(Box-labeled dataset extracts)
◆ ◆ ◆ ◆ ◆ ◆ ◆
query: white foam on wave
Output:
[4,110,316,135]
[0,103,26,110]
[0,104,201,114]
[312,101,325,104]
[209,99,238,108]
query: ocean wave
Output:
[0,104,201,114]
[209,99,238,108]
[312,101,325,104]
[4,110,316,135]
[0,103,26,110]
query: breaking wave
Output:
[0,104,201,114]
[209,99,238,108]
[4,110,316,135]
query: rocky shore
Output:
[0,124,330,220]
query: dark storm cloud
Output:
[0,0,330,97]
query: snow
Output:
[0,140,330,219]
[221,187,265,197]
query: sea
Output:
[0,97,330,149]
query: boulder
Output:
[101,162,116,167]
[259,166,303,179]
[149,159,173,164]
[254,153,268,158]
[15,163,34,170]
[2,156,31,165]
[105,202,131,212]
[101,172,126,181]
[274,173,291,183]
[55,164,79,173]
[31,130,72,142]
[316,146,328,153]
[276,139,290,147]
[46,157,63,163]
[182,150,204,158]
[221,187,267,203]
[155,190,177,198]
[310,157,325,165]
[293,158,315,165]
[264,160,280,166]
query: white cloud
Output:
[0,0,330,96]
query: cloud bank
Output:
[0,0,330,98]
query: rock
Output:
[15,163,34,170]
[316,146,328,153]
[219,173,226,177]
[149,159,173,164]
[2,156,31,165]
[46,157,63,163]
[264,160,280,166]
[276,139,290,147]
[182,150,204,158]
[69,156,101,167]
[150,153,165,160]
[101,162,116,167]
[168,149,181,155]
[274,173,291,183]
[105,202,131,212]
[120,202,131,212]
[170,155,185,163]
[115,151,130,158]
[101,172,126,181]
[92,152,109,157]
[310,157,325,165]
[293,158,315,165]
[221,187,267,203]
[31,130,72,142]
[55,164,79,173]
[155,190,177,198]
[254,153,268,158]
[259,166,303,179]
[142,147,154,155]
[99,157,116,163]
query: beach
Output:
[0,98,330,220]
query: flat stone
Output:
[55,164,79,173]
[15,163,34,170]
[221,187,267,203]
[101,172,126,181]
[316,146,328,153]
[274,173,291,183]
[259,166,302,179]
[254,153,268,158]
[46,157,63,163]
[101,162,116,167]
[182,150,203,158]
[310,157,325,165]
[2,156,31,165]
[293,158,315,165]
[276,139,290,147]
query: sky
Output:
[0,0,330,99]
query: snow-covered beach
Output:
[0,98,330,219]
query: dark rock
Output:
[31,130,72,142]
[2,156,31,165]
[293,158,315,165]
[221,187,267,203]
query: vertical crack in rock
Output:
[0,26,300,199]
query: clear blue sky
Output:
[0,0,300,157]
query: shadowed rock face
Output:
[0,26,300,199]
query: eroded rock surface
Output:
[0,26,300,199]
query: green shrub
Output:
◆ ◆ ◆ ◆ ◆ ◆ ◆
**EXERCISE DETAILS**.
Copy out every line of the listing above, changing nothing.

**CORRECT OUTPUT**.
query: white foam on wave
Output:
[4,110,316,135]
[0,103,26,110]
[0,104,201,114]
[312,101,325,104]
[209,99,238,108]
query: ocean wave
Output:
[0,104,201,114]
[209,99,238,108]
[312,101,325,104]
[4,110,316,135]
[0,103,26,110]
query: breaking wave
Output:
[0,104,201,114]
[209,99,238,108]
[4,110,316,135]
query: rocky shore
Output:
[0,124,330,220]
query: dark storm cloud
Output:
[0,0,330,97]
query: snow
Output:
[0,140,330,219]
[221,187,265,197]
query: sea
Output:
[0,97,330,149]
query: boulder
Output:
[101,162,116,167]
[259,166,303,179]
[149,159,173,164]
[254,153,268,158]
[15,163,34,170]
[2,156,31,165]
[105,202,131,212]
[101,172,126,181]
[274,173,291,183]
[55,164,79,173]
[31,130,72,142]
[316,146,328,153]
[276,139,290,147]
[46,157,63,163]
[182,150,204,158]
[221,187,267,203]
[155,190,177,198]
[310,157,325,165]
[293,158,315,165]
[264,160,280,166]
query: white cloud
Output:
[0,0,330,96]
query: cloud bank
Output:
[0,0,330,98]
query: rock
Output:
[15,163,34,170]
[316,146,328,153]
[219,173,226,177]
[149,159,173,164]
[2,156,31,165]
[46,157,63,163]
[264,160,280,166]
[276,139,290,147]
[182,150,204,158]
[69,156,101,167]
[150,153,165,160]
[101,162,116,167]
[168,149,181,155]
[274,173,291,183]
[105,202,131,212]
[120,202,131,212]
[170,155,185,163]
[115,151,130,158]
[101,172,126,181]
[92,152,109,157]
[310,157,325,165]
[293,158,315,165]
[221,187,267,203]
[31,130,72,142]
[55,164,79,173]
[155,190,177,198]
[254,153,268,158]
[259,166,303,179]
[142,147,154,155]
[99,157,116,163]
query: beach
Output:
[0,98,330,220]
query: flat stone
Output:
[55,164,79,173]
[15,163,34,170]
[221,187,267,203]
[101,172,126,181]
[316,146,328,153]
[274,173,291,183]
[259,166,302,179]
[254,153,268,158]
[46,157,63,163]
[101,162,116,167]
[182,150,203,158]
[310,157,325,165]
[2,156,31,165]
[293,158,315,165]
[276,139,290,147]
query: sky
Output:
[0,0,330,99]
query: snow-covered beach
Output:
[0,98,330,219]
query: dark rock
Output:
[31,130,72,142]
[2,156,31,165]
[293,158,315,165]
[221,187,267,203]
query: vertical crack in rock
Output:
[0,26,300,199]
query: clear blue sky
Output:
[0,0,300,157]
query: shadowed rock face
Output:
[0,26,300,199]
query: eroded rock surface
Output:
[0,26,300,199]
query: green shrub
Output:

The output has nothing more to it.